Natural-language object grounding data:
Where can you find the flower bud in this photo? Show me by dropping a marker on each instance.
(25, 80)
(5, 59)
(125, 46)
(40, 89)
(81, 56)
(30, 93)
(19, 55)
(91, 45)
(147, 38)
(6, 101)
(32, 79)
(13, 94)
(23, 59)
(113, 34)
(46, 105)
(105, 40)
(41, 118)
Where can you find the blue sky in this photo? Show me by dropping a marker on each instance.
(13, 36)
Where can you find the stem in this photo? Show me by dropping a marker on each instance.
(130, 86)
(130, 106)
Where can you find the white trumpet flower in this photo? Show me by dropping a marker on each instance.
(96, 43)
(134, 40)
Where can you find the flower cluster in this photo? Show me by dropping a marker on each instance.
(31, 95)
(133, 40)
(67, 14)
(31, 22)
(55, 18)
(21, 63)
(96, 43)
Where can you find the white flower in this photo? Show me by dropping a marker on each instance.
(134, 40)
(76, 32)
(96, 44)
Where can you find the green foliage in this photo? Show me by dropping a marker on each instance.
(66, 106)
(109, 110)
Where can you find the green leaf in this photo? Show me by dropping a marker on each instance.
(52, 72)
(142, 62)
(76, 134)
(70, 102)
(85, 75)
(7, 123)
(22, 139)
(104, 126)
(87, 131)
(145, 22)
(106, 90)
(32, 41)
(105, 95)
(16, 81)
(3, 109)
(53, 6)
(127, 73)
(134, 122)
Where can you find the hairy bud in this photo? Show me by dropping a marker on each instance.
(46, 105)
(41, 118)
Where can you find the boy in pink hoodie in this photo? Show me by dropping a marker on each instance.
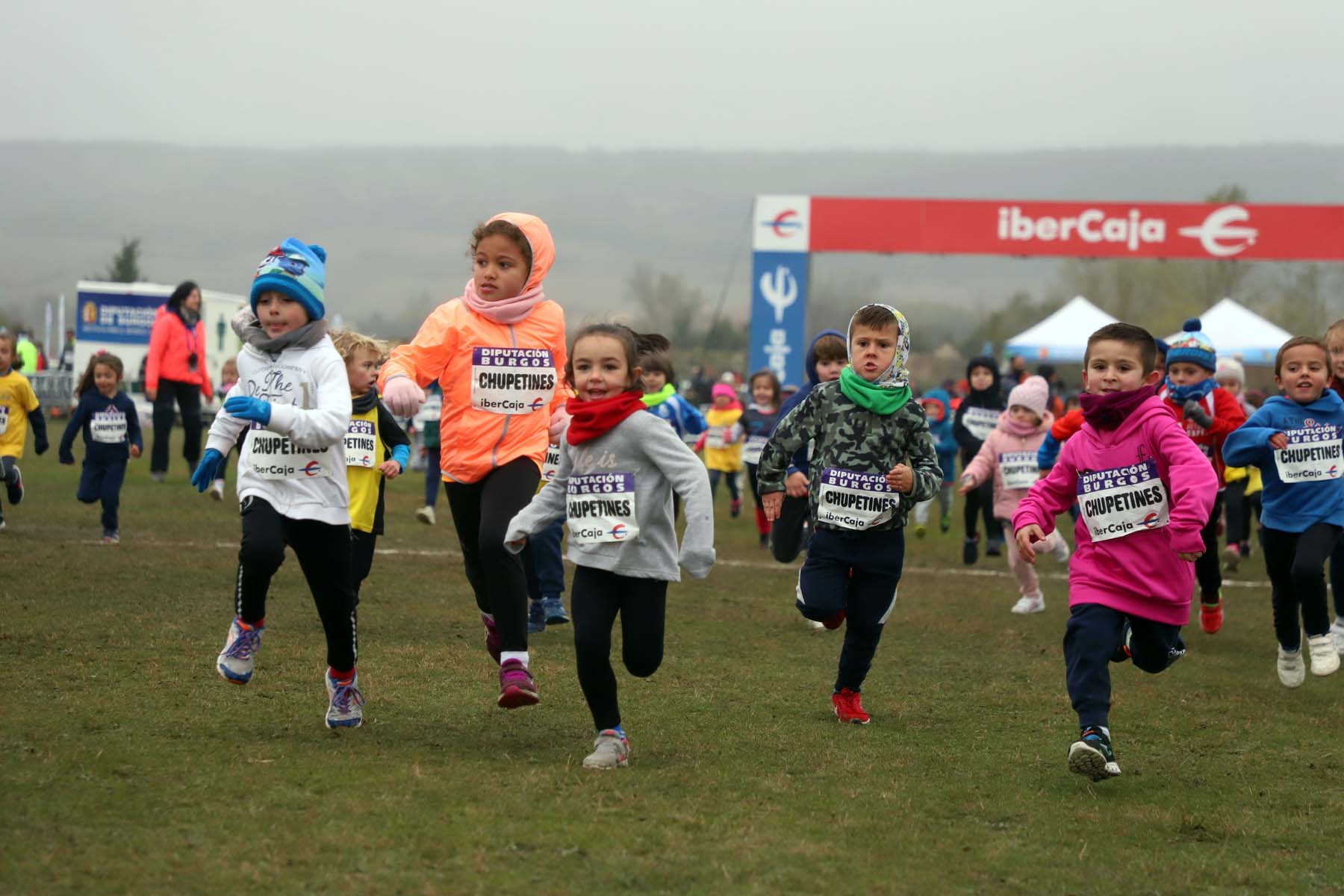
(1008, 454)
(1145, 492)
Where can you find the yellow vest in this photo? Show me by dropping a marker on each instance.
(364, 481)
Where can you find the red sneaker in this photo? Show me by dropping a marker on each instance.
(1211, 617)
(848, 707)
(833, 622)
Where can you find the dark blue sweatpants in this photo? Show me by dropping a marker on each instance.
(102, 482)
(1095, 637)
(856, 573)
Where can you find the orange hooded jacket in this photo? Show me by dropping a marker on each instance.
(460, 348)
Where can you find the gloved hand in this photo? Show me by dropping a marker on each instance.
(559, 422)
(402, 396)
(246, 408)
(1195, 411)
(211, 467)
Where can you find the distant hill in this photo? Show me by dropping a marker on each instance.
(396, 220)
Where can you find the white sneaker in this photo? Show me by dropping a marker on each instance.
(1030, 603)
(609, 751)
(1337, 630)
(1290, 669)
(1325, 659)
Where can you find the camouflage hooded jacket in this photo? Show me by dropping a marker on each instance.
(851, 440)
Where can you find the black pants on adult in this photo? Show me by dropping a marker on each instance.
(102, 482)
(856, 573)
(786, 532)
(597, 597)
(323, 551)
(1093, 640)
(361, 558)
(1296, 566)
(187, 396)
(482, 512)
(1209, 567)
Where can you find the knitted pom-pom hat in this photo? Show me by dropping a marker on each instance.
(1191, 346)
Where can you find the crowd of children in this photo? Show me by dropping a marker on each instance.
(1162, 449)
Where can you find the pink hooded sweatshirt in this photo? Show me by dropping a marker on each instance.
(1008, 448)
(1105, 470)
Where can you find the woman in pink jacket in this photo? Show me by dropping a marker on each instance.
(1144, 492)
(175, 371)
(1008, 454)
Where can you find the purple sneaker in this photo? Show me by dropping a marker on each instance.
(517, 685)
(492, 637)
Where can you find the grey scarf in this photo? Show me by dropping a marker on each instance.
(250, 332)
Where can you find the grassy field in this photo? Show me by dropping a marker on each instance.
(131, 768)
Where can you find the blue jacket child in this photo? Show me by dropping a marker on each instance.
(107, 417)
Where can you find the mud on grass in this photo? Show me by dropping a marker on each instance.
(129, 766)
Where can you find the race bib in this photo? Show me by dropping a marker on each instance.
(753, 449)
(275, 457)
(980, 421)
(1019, 469)
(108, 428)
(1128, 499)
(601, 508)
(1312, 454)
(512, 381)
(551, 465)
(362, 444)
(855, 500)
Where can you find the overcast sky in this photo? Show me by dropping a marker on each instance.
(715, 74)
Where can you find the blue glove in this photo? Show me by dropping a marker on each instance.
(246, 408)
(211, 467)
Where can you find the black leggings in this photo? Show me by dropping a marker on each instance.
(597, 598)
(323, 551)
(187, 396)
(482, 512)
(1296, 566)
(1209, 568)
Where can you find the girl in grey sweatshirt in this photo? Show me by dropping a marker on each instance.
(618, 469)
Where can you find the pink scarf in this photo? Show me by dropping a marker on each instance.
(505, 311)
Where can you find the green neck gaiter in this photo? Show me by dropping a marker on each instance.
(873, 396)
(653, 399)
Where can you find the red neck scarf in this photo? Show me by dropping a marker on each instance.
(591, 420)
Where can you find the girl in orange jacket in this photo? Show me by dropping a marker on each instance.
(497, 351)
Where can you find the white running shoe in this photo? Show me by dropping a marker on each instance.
(1030, 603)
(1325, 659)
(1290, 669)
(1337, 630)
(609, 751)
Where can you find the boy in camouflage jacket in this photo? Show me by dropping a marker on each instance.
(873, 461)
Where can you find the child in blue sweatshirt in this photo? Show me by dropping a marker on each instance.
(937, 406)
(1296, 442)
(111, 428)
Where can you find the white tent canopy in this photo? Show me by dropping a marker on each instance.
(1239, 332)
(1063, 335)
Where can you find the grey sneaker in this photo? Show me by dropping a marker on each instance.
(609, 751)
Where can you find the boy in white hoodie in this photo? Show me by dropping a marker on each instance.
(293, 394)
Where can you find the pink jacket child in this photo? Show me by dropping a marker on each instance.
(1144, 491)
(1008, 454)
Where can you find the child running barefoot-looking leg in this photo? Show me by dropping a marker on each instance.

(Directions for this task): Copy the lines above exactly and exclude every image.

(Answer for this exercise):
Where can you find the flower bud in this photo? Show me by dropping a marker on each instance.
(25, 80)
(5, 59)
(125, 46)
(40, 89)
(81, 56)
(30, 93)
(19, 55)
(91, 45)
(147, 38)
(6, 101)
(32, 79)
(13, 94)
(23, 59)
(113, 34)
(46, 105)
(105, 40)
(41, 118)
Where can you find the blue sky in this photo? Show me by dropping a marker on each instance.
(13, 36)
Where can you find the stem in this photo? Show me by dropping a marker on each instance.
(130, 86)
(130, 106)
Where can you find the white trumpet flower in this photo? Show me by dropping a marker on each instance.
(96, 43)
(134, 40)
Where can you find the flower cluster in this photo? Show me by dropping a marker on each instance.
(31, 95)
(133, 40)
(67, 14)
(31, 22)
(55, 18)
(21, 63)
(96, 43)
Where can you find the white flower in this photo? Show me by dropping a marker on each instance.
(134, 40)
(76, 32)
(96, 44)
Where can you find the green foliage in this photo? Show me by dropping a marker on each instance.
(66, 106)
(109, 110)
Where can you find the green leaf in this photo? Show me by dropping a marker on each instance.
(52, 72)
(142, 62)
(76, 134)
(70, 102)
(85, 75)
(7, 123)
(22, 139)
(104, 126)
(87, 131)
(145, 22)
(106, 90)
(32, 41)
(105, 95)
(16, 81)
(3, 109)
(53, 6)
(127, 73)
(134, 122)
Where can you find the hairy bud in this photo? Show me by dropping a marker on each instance.
(46, 105)
(41, 118)
Where can you find the boy in pink hoodie in this photo? Show me by dropping a marker on each instance.
(1008, 454)
(1145, 492)
Where can you find the yellow vest in this photo? Show me by dropping a marker on each instance.
(364, 481)
Where can you find the red sneaker in this photo? Show me by dropping a marker on each instance.
(1211, 617)
(848, 707)
(833, 622)
Where can you find the dark blue sweatpants in this photo? Show me by dropping a marker on each instance.
(102, 482)
(1095, 637)
(856, 573)
Where can you find the orange hooded jacket in this photo? Show me by dropping a marker on each instance.
(460, 348)
Where can you find the gloved hand in this photo? Show me by dropping a marker on each instance.
(559, 422)
(402, 396)
(246, 408)
(1195, 411)
(211, 467)
Where can you find the distant hill in this photo? Show me by dropping a marker on each instance.
(396, 220)
Where can you find the white sneaker in this photo? Show me by dropping a marker on each instance.
(1030, 603)
(609, 751)
(1337, 630)
(1290, 669)
(1325, 659)
Where can you find the camouflage hooded jacket in this photo? Show me by dropping a marker on each instance.
(851, 440)
Where can you find the black pants on adult in this photo? Show me by dropping a marker on each instance.
(102, 482)
(856, 573)
(786, 532)
(597, 597)
(323, 551)
(1093, 640)
(361, 558)
(1296, 566)
(187, 396)
(482, 512)
(1209, 567)
Where can you find the knitted pom-pom hat in this photo? Show me by dropping a marker on each instance.
(1191, 346)
Where can you find the crowd of children in this photo? Show me by dropping a marker on each instance.
(1162, 449)
Where can you find the pink hooded sweatshirt in this photo? Show me by dropping a marker on each instance.
(1008, 448)
(1105, 470)
Where can you find the woman in pink jacket in this photo? Show me by dropping a marker on each instance.
(1144, 492)
(175, 371)
(1008, 454)
Where can you find the purple sneaker in this photo? Show me by dropping a marker on each instance.
(517, 685)
(492, 637)
Where can you find the grey scarf in this photo? Show me by dropping a marker on each instance.
(250, 332)
Where can you find the grassy field in this photo? Show me by dropping a marker on each instance.
(131, 768)
Where can you find the blue jacket child in this photo? Show me by dropping a marker on each instance.
(107, 417)
Where can you find the mud on grass in this photo? Show me by dropping a marker on each instance.
(129, 766)
Where can you find the race bib in this photo? Show me by dropping a marker on each instance.
(753, 449)
(275, 457)
(980, 421)
(1019, 469)
(108, 428)
(1128, 499)
(601, 508)
(1312, 454)
(512, 381)
(551, 465)
(362, 444)
(855, 500)
Where can you find the overcast sky in this photo? Show me by dropping a marker on each instance.
(715, 74)
Where can you find the blue glove in this photo? Show me by dropping a marker on each instance.
(246, 408)
(211, 467)
Where can you find the black leggings in this photo? Show me by dropping a marker on each instance.
(597, 598)
(323, 551)
(187, 396)
(482, 512)
(1296, 566)
(1209, 568)
Where can you find the girl in grey sweatshirt in this photo? Show me by dropping a marker on each instance.
(618, 469)
Where can you find the pink scarf in this photo? Show me by dropping a marker on each instance.
(505, 311)
Where can you find the green neck gaiter in this photo? Show me by dropping a marker on each instance.
(873, 396)
(653, 399)
Where can you find the red neck scarf in this photo? Show me by dropping a marker on each instance.
(591, 420)
Where can you find the girl in orange jacket in this photo? Show me by dropping a marker on each instance.
(497, 351)
Where can you find the white running shoe in this photo? Show me by dropping a marker on each instance.
(1030, 603)
(1325, 659)
(1290, 669)
(1337, 630)
(609, 751)
Where can you find the boy in camouflage jacket in this photo? Show me by dropping a marker on each instance.
(873, 461)
Where can you find the child in blue sweatshirt in this photo? Show me by dropping a marker on each instance.
(937, 406)
(1296, 442)
(111, 428)
Where can you find the white tent canopy in this photo? Show me by dropping a marker on each instance.
(1239, 332)
(1063, 335)
Where can you find the grey sneaker in this photo? Show me by dropping a marker on each instance.
(609, 751)
Where can you find the boy in white hoodie in this photo? Show me by dropping a marker on each instance.
(293, 394)
Where can you find the pink jacket child in this photo? Show me by dropping a marker on each instance.
(1144, 491)
(1008, 454)
Where can you find the child running barefoot-looking leg in this photo? Show me by dropping a marker on each instance.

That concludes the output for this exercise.